Written exercise: Report each line of the records below that contains the word "doorway", copying every such line in full.

----

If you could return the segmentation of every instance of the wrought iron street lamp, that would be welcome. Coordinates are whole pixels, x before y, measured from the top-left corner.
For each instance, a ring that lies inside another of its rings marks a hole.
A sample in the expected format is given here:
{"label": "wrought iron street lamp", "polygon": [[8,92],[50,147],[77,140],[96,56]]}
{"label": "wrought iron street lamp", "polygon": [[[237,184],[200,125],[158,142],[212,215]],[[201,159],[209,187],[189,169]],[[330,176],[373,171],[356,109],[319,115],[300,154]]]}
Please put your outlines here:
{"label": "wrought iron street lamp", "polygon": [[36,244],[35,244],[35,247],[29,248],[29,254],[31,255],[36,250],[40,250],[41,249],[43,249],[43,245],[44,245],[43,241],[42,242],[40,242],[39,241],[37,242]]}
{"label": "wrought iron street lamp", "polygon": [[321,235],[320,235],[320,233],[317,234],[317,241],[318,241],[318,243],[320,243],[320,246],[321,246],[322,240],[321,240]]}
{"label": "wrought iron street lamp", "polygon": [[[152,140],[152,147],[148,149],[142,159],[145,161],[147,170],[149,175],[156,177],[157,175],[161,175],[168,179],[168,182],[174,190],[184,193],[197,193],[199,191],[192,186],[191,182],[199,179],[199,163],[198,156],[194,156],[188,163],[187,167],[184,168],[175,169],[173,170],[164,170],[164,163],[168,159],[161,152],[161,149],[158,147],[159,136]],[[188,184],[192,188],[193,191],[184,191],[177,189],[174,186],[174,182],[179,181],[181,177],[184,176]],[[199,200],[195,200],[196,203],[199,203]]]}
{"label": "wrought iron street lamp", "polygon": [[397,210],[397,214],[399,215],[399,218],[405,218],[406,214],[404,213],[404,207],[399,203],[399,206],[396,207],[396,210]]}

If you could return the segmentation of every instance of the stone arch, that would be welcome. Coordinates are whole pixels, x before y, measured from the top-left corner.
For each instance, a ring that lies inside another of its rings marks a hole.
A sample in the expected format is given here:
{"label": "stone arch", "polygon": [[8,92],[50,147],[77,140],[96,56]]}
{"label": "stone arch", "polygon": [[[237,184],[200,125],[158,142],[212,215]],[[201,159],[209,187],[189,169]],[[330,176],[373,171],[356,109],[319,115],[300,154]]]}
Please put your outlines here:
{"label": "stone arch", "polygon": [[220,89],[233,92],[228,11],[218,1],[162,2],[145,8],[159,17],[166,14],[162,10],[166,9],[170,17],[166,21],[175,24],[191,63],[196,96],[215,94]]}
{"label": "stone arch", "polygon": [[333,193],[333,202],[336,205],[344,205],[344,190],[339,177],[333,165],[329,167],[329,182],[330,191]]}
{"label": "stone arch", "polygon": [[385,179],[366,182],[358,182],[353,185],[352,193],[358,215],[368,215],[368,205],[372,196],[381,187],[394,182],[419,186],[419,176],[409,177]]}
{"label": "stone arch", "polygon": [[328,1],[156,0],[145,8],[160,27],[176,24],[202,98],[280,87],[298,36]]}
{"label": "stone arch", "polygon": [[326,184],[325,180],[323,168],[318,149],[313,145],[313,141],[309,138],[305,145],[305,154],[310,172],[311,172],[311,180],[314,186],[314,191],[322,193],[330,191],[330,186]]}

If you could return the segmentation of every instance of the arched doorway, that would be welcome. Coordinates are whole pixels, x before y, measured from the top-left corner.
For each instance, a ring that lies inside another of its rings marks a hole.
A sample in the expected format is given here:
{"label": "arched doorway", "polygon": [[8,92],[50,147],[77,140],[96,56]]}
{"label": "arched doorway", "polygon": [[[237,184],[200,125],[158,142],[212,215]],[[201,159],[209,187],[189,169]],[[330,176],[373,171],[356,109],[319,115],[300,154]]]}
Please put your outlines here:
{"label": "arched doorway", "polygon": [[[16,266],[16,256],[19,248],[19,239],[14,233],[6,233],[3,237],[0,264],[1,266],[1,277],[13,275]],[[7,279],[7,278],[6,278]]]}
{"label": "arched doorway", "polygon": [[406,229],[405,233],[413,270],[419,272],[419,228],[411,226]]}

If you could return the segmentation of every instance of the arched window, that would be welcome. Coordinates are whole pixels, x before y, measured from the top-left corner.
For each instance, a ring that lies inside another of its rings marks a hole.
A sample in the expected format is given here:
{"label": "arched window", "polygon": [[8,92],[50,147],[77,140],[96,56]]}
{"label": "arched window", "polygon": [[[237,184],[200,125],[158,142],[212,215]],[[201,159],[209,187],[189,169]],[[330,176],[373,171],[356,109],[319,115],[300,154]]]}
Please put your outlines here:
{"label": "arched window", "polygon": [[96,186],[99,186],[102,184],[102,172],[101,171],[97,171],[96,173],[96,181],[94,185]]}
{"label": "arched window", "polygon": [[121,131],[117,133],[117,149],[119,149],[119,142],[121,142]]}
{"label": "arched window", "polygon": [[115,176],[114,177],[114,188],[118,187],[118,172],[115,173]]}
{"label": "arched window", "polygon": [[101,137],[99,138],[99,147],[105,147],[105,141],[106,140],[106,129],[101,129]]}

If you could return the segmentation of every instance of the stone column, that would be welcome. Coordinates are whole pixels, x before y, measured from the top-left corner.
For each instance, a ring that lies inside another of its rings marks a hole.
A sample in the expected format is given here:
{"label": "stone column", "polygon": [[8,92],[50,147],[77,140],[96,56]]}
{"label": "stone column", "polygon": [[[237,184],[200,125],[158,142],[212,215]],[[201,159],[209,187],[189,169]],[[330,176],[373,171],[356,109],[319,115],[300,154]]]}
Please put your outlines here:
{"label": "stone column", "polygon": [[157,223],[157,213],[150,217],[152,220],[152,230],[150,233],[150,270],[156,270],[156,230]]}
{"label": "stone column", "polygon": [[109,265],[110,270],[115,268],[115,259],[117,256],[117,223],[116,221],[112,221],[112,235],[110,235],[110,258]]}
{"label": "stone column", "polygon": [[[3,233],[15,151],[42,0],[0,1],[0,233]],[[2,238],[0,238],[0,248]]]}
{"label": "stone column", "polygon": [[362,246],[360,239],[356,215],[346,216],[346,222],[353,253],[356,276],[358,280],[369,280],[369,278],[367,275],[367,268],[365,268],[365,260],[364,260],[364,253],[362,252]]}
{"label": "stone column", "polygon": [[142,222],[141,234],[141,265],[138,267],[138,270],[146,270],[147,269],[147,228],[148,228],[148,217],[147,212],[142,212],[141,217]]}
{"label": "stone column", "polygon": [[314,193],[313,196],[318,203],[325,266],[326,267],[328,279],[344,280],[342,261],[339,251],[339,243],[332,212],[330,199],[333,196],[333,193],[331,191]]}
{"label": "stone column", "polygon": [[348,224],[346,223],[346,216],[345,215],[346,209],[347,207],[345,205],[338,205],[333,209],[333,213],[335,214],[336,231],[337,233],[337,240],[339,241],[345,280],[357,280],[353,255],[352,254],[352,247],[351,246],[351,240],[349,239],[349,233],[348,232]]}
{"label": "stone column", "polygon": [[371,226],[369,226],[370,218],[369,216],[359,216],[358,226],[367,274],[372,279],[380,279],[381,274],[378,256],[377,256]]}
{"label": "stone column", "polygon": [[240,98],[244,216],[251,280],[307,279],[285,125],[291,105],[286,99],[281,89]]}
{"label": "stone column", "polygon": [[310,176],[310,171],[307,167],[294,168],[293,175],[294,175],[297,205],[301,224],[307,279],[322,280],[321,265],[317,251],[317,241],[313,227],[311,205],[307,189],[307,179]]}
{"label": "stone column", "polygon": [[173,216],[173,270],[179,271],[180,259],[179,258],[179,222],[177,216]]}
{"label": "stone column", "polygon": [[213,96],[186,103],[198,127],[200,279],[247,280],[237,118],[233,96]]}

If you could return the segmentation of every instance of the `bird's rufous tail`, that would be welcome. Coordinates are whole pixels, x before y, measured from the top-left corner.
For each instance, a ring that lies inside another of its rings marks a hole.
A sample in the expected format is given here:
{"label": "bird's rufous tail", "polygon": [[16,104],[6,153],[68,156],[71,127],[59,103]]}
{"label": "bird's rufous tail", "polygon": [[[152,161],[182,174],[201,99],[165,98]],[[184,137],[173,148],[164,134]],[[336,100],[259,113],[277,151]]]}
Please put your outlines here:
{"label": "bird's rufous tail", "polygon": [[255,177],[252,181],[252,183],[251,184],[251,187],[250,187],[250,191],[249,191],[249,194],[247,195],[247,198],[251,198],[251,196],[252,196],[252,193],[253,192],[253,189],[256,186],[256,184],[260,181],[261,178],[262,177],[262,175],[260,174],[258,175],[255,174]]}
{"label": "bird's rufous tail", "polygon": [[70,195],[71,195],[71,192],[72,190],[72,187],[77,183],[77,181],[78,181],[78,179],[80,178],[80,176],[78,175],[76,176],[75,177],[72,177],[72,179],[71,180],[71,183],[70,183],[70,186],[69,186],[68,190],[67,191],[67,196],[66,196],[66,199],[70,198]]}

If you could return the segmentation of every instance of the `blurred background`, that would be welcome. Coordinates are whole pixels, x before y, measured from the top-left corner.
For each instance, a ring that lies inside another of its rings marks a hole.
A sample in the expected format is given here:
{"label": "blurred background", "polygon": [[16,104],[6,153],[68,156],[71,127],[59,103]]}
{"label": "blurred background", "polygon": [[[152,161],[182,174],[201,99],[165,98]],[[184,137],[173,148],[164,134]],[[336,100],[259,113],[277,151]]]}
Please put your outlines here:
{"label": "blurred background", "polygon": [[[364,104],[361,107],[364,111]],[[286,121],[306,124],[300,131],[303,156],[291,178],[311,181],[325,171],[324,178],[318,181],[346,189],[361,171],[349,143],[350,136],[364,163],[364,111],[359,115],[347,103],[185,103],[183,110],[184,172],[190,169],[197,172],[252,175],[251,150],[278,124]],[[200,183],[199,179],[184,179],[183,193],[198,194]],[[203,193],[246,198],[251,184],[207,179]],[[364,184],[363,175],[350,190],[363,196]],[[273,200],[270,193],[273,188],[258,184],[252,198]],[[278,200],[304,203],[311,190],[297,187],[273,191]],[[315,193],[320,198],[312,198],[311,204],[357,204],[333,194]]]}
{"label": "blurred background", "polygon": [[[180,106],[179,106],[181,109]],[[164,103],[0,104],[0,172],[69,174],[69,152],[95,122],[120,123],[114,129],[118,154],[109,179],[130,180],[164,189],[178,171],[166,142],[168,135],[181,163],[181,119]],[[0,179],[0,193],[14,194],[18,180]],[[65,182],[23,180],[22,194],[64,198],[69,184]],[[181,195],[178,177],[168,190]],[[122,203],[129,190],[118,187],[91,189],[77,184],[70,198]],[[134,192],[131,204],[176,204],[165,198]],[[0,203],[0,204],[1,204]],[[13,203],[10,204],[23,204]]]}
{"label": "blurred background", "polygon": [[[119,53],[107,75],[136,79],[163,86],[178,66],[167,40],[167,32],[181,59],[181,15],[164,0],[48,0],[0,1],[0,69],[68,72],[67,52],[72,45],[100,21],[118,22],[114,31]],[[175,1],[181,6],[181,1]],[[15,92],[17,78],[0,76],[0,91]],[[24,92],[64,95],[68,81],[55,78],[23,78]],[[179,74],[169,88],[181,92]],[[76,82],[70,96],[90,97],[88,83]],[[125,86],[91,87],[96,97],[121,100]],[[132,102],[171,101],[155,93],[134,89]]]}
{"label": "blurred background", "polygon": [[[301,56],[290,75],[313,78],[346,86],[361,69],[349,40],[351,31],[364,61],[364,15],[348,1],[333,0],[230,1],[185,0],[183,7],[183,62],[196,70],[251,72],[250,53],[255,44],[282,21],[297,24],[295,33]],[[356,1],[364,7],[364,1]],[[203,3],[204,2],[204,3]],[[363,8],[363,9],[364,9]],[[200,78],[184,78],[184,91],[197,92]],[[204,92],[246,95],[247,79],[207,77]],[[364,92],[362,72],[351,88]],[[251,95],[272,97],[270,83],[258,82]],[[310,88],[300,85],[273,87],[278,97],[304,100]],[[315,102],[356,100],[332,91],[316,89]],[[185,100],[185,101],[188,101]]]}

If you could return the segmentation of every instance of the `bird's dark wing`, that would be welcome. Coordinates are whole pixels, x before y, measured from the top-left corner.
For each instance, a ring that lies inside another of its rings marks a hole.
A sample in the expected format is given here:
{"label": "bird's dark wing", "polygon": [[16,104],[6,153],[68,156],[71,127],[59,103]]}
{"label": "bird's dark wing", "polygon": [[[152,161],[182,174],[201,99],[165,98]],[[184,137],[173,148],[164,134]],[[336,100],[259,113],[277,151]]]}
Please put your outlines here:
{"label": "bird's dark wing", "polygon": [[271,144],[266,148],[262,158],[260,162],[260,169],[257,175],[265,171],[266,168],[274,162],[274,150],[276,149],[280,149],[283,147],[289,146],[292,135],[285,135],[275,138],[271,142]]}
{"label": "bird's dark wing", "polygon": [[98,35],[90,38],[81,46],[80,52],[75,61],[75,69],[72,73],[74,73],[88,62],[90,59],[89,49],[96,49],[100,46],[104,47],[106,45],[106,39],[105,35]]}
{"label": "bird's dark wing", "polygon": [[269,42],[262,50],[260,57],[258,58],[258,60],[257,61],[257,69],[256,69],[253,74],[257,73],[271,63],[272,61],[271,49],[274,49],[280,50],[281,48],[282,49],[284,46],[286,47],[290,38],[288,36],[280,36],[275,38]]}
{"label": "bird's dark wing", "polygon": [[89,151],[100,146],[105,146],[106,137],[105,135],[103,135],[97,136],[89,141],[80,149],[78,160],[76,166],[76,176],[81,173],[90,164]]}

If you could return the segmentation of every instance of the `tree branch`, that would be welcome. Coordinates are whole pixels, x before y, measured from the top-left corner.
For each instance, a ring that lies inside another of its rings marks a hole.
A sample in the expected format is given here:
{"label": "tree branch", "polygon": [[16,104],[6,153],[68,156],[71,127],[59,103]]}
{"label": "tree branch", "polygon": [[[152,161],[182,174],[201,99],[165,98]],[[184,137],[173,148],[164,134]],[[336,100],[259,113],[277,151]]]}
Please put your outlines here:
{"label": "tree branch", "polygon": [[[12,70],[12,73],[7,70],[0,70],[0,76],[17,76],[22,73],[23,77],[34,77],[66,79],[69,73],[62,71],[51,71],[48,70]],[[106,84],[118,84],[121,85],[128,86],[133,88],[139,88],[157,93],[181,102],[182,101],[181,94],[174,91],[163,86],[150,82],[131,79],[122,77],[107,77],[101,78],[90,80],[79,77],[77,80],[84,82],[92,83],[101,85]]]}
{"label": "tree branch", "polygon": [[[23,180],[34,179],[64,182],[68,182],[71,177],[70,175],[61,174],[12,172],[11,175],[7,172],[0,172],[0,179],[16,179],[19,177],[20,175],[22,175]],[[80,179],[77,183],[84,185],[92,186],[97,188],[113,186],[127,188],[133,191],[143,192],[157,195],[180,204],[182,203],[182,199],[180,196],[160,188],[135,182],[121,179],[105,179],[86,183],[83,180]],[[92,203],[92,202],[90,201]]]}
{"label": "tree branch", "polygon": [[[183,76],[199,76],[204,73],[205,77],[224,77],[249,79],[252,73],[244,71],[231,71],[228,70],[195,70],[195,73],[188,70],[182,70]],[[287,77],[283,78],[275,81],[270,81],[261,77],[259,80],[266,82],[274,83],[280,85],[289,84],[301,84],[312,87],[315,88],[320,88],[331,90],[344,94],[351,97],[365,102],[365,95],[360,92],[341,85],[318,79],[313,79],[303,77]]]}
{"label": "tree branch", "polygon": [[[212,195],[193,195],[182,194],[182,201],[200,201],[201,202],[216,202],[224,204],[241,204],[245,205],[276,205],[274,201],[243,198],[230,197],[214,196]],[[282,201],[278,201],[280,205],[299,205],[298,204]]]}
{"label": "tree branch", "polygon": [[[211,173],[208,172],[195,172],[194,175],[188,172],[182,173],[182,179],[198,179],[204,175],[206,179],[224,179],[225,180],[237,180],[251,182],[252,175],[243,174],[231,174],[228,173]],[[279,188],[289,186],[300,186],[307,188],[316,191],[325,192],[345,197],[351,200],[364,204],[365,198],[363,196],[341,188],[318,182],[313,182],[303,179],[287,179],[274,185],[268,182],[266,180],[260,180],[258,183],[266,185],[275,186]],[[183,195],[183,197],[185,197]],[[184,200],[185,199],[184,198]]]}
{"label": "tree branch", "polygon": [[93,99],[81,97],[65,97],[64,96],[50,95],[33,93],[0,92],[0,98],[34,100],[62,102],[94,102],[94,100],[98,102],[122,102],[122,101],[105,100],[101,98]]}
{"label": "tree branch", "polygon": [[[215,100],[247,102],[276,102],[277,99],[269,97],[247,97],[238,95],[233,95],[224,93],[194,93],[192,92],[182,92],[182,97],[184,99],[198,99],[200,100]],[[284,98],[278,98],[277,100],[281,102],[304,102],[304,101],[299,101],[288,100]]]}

----

Final answer:
If you could return the segmentation of every instance of the arched doorway, that would be welcome. Coordinates are whole pixels, x before y, measured from the top-left corner.
{"label": "arched doorway", "polygon": [[8,92],[50,147],[77,140],[96,56]]}
{"label": "arched doorway", "polygon": [[[237,184],[200,125],[158,142],[212,215]],[[201,159],[209,187],[189,169]],[[330,176],[373,171],[356,109],[319,115],[300,154]]]}
{"label": "arched doorway", "polygon": [[[16,266],[16,256],[19,248],[19,239],[14,233],[6,233],[3,237],[0,264],[1,266],[1,277],[13,275]],[[7,279],[7,278],[6,278]]]}
{"label": "arched doorway", "polygon": [[406,229],[405,233],[413,270],[419,272],[419,228],[411,226]]}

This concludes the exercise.